→ Exercise goal: Find each line in the data below that contains the word "sleeve", and copy all of those lines.

Records from a data source
━━━

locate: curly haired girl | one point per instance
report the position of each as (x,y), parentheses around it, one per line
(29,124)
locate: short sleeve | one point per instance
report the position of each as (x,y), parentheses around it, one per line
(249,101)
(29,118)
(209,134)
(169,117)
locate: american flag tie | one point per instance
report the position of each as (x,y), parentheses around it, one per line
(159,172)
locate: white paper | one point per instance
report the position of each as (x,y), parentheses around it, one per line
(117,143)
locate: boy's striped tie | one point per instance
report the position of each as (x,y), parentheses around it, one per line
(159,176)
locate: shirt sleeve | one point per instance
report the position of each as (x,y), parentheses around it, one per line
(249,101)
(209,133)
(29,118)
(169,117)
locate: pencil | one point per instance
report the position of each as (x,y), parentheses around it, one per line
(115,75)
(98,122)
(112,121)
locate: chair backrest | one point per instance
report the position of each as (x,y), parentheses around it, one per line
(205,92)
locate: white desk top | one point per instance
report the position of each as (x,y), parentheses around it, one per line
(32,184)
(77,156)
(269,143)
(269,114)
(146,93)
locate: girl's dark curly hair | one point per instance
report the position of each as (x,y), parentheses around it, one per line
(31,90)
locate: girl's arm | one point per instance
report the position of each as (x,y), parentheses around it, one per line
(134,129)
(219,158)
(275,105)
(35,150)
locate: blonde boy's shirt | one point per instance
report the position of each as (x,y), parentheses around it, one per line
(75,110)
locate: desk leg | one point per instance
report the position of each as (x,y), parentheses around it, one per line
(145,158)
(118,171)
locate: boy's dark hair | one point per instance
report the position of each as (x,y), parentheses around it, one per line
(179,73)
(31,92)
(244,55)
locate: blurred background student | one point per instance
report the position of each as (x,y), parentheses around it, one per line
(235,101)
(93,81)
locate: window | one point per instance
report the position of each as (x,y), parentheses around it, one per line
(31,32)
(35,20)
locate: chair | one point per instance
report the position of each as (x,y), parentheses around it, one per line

━━━

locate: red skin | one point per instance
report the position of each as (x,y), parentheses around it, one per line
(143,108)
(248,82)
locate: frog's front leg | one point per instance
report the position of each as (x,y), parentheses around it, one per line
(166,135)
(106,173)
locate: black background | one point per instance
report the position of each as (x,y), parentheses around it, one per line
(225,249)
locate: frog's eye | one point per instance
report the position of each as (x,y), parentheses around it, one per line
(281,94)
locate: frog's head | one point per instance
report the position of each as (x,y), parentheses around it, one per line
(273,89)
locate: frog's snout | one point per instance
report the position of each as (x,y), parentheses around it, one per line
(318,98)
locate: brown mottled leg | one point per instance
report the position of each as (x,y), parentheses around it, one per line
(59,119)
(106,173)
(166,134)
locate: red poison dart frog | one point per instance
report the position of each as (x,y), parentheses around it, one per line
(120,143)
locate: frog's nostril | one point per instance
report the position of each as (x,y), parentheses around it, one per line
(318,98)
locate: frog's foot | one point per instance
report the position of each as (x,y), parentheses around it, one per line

━━━

→ Expected answer:
locate: short sleeve | one point per instance
locate: shirt sleeve | one point per instance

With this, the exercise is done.